YOUR INSTRUCTIONS: Rename "Exercise" to "Task" throughout the entries below, and leave every other part of them unchanged.

RECORDS SUPPLIED:

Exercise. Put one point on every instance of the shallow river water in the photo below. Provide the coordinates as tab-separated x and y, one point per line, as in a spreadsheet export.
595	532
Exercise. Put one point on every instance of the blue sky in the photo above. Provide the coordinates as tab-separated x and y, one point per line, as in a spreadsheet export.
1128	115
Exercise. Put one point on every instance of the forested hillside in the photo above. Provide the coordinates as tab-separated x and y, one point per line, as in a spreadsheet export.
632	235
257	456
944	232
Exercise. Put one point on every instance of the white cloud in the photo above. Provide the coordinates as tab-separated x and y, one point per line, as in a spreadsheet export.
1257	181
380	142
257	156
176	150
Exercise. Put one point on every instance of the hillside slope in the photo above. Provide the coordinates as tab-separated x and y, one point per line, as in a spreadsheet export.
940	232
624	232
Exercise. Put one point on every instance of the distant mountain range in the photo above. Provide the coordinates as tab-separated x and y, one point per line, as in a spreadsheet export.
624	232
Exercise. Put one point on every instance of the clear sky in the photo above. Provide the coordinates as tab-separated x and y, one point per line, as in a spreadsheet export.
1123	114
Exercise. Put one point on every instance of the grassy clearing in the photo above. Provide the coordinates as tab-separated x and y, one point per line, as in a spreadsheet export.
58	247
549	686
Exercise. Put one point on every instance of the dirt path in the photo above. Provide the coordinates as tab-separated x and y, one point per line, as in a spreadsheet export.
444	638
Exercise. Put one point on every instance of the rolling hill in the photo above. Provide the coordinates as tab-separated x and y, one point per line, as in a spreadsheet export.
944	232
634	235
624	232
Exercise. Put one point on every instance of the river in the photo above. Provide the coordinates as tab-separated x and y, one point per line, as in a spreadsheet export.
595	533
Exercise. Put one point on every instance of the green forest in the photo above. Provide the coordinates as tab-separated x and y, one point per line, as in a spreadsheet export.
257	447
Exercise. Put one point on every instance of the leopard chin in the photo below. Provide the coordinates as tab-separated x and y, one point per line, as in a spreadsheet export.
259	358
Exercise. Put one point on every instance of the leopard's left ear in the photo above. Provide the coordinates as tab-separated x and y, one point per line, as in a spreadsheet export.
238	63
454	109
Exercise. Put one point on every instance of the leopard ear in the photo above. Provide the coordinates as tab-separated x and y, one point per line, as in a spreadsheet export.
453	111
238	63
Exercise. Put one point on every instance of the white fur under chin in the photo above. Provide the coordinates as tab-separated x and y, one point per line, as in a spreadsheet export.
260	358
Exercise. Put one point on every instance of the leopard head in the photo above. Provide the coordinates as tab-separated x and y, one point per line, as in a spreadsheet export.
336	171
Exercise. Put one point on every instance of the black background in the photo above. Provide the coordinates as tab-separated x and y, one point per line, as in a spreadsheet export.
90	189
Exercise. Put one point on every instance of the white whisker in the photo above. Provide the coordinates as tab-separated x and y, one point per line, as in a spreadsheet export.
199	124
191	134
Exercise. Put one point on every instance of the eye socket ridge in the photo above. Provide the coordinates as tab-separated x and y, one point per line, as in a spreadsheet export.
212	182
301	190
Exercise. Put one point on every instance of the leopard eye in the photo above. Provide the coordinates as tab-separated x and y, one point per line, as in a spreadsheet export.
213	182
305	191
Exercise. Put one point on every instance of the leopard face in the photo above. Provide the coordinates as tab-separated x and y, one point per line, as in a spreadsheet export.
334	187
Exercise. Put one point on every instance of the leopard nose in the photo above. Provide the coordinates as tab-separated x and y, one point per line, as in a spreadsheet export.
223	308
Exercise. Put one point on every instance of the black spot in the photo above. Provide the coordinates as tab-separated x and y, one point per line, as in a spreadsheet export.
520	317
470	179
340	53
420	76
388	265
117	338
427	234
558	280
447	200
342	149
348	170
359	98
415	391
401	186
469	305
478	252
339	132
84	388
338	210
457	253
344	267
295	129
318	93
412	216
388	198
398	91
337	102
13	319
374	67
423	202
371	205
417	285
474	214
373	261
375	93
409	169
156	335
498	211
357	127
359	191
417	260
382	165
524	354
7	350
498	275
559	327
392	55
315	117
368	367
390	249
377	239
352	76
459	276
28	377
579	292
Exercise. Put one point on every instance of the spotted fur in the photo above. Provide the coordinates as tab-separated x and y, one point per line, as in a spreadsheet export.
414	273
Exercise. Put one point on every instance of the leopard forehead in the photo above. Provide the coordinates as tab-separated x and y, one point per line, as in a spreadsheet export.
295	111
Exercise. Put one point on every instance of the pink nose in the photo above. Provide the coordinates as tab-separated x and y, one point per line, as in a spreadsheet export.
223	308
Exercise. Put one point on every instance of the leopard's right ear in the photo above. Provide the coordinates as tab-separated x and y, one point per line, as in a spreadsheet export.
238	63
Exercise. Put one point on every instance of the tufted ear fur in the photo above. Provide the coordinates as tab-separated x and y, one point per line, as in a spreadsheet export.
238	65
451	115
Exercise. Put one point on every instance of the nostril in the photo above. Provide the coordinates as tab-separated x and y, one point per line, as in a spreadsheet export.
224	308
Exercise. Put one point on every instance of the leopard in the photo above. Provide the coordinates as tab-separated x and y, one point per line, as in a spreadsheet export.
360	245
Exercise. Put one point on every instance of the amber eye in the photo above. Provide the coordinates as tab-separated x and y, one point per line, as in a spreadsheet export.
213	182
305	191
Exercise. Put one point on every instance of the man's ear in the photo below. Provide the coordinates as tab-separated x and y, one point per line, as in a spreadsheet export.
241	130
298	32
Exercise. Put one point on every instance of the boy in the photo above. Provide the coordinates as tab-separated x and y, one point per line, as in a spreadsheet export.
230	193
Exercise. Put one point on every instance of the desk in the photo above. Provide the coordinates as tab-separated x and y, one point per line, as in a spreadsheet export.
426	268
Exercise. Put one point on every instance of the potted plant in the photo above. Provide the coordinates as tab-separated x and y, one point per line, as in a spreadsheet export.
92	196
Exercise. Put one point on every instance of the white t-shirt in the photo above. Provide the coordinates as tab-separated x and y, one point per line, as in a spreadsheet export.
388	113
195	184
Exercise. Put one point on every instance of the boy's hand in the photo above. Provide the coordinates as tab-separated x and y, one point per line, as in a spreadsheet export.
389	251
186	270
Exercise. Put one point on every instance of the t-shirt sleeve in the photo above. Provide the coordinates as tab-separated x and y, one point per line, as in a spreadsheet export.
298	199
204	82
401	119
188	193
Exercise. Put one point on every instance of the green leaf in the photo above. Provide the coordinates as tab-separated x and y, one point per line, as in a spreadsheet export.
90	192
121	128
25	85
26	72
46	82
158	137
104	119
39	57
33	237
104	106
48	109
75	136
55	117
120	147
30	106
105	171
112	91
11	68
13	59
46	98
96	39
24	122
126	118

OUTPUT:
Task. Put one point on every instance of the shallow river water in the photo below. Provide the coordinates as tab-separated x and y, one point per line, as in a spreadsheet export.
595	532
Task. Put one point on every instance of the blue sky in the photo above. Provide the coordinates as tab-separated x and y, one point per line, as in a spreadsheet export.
1128	115
Task. Put one point on every instance of the forested hillside in the photo above. Provide the coordinates as tab-separated x and y, one point per line, as in a spreadsheet export.
632	235
257	456
944	232
Task. Put one point on every instance of the white cloud in the photo above. Provide the coordinates as tab-separated x and y, one point per line, as in a spreadsheet export.
1257	181
380	142
257	156
176	150
Task. Put one point on every instance of the hillside slope in the photo above. Provide the coordinates as tab-separated x and y, one point per line, as in a spreadsheet export.
940	232
624	232
Task. Put one point on every instance of the distant mountain range in the photo above. Provide the coordinates as tab-separated x and y, one point per line, as in a spreadsheet export.
624	232
Task. Put one point on every instance of the clear sky in the photo above. Provide the coordinates as tab-separated x and y, one point per line, as in a spreadsheet export.
1123	114
Task. Put one point on every instance of the grassy clearing in the photo above. Provide the coordinates as tab-separated x and y, one point per line, as in a spreadsheet export.
58	247
549	686
Task. Put one point on every instance of the dirt path in the photo above. Provide the coordinates as tab-separated x and y, one point per line, as in a spreadsheet export.
444	638
Task. Put one point on every instance of the rolling hill in the photo above. Provide the coordinates as tab-separated x and y, one point per line, as in a spreadsheet export.
944	232
634	235
624	232
Task. Put one point on every instance of the river in the photo above. Provide the coordinates as tab-separated x and y, one point per line, as in a spreadsheet export.
595	533
Task. Put one point on every instance of the green forest in the photo above. Provide the coordinates as tab-separated x and y, one point per line, as in a spreadsheet export.
257	447
Task. Put one point on every instance of the leopard chin in the photo below. Provide the coordinates as tab-separated x and y, one point per line, as in a spreadsheet export.
259	358
Task. Put one point on every instance of the leopard's left ear in the photo above. Provide the coordinates as tab-separated x and y, one point per line, as in a spreadsheet export.
238	63
454	109
Task. Put one point on every instance of the leopard ear in the photo above. Provide the coordinates as tab-separated x and y, one point per line, as in a spreadsheet export.
453	111
238	63
Task. Put one point on every instance of the white fur under chin in the photo above. Provide the coordinates as tab-separated x and y, one point per line, as in a spreadsheet export.
260	358
Task. Put one point on every instance of the leopard head in the photo above. Provide the coordinates as tab-separated x and y, one point per line, as in a spreadsheet export.
336	171
Task. Put one point on every instance of the black background in the photo above. Provide the coordinates as tab-separated x and y, one point per line, as in a spreadsheet export.
90	189
Task. Put one point on every instance of the white whisker in the photo above. Provide the coordinates as tab-separated x and y, one point per line, as in a spreadsheet export.
199	124
191	134
Task. Put one point on every instance of the eye socket ridge in the photo above. Provide the coordinates as tab-separated x and y, one point per line, as in a spreadsheet export.
212	182
301	190
Task. Put one point on every instance of the leopard eye in the photo above. Provide the coordinates as tab-separated x and y, one point per line, as in a spreadsheet export.
213	182
305	191
Task. Put one point on every instance of the leopard face in the photo above. Provide the coordinates as tab-separated x and y, one point per line, as in a spreadsheet export.
334	187
Task. Put one point on every instance of the leopard nose in the photo above. Provide the coordinates as tab-separated x and y, one point per line, as in a spreadsheet export.
223	308
Task. Put one point on every instance of the black spot in the photo above. Provide the coordinates as tab-separated x and y, one point per line, as in a spreadsheet export.
520	317
470	179
340	53
420	76
388	265
117	338
427	234
558	280
447	200
342	149
348	170
359	98
415	391
401	186
469	305
478	252
339	132
84	388
338	210
457	253
344	267
295	129
318	93
412	216
388	198
398	91
337	102
13	319
374	67
423	202
371	205
417	285
474	214
373	261
375	93
409	169
156	335
498	211
357	127
359	191
417	260
382	165
524	354
7	350
498	275
559	327
392	55
315	117
368	367
390	249
377	239
352	76
459	276
28	377
579	292
Task. Put one point on every instance of the spotted fur in the photo above. Provide the coordinates as tab-separated x and y, one point per line, as in a spreadsheet export.
414	273
Task. Put one point on every instance of the leopard forehead in the photo above. Provide the coordinates as tab-separated x and y, one point per line, as in a spreadsheet export.
295	111
Task. Put one point on every instance of the pink nose in the photo above. Provide the coordinates as tab-separated x and y, one point per line, as in a spreadsheet export.
223	308
Task. Put one point on every instance of the leopard's right ear in the photo above. Provide the coordinates as tab-separated x and y, one point per line, as in a spreadsheet export.
238	63
Task. Put one point on every instance of the tufted ear fur in the photo above. Provide the coordinates as tab-separated x and y, one point per line, as in a spreadsheet export.
238	65
451	115
Task. Put one point on every instance of the nostril in the photo above. Provide the coordinates as tab-separated x and y, one point per line, as in a spreadsheet export.
224	308
Task. Put one point on every instance of the leopard in the photo above. Provide the coordinates as tab-separated x and y, one point per line, as in a spreadsheet export.
360	245
Task. Put one point on every instance of the amber eye in the photo above. Provide the coordinates as tab-separated x and y, one point per line, as in a spreadsheet export.
213	182
305	191
Task. Put one point on every instance of the man's ear in the photo below. Provide the coordinates as tab-separated x and y, one point per line, as in a spreadsheet export.
241	130
298	32
Task. Put one point on every instance of the boy in the photo above. Provide the coordinates as tab-separated x and y, one point per line, as in a spreadsheet export.
230	193
Task. Put one point on every instance of the desk in the photo above. Provide the coordinates as tab-separated x and y, one point per line, as in a spreadsheet export.
426	268
Task. Put one point on every instance of the potted plant in the photo above. Provide the coordinates as tab-separated x and y, one point per line, as in a spreadsheet export.
92	196
Task. Put one point on every instance of the white t-shirt in the photo above. Provide the coordinates as tab-separated x and y, one point per line, as in a spreadsheet export.
388	113
195	184
Task. Put one point on every instance of the boy's hand in the photo above. Provide the coordinates as tab-separated x and y, one point per line, as in a spreadsheet export.
389	251
186	270
Task. Put one point on every instance of the t-shirt sleeve in the photo above. Provide the coordinates as tab-separated x and y, one point per line, as in a spreadsheet export.
298	199
204	82
401	119
188	193
Task. Put one point on every instance of the green leaf in the photo above. Provide the coordinates as tab-separated x and y, one point per line, as in a spreadsheet export.
90	192
121	128
25	85
26	72
46	82
158	137
104	119
39	57
33	237
104	106
48	109
75	136
55	117
120	147
30	106
105	171
112	91
11	68
13	59
46	98
96	39
24	122
126	118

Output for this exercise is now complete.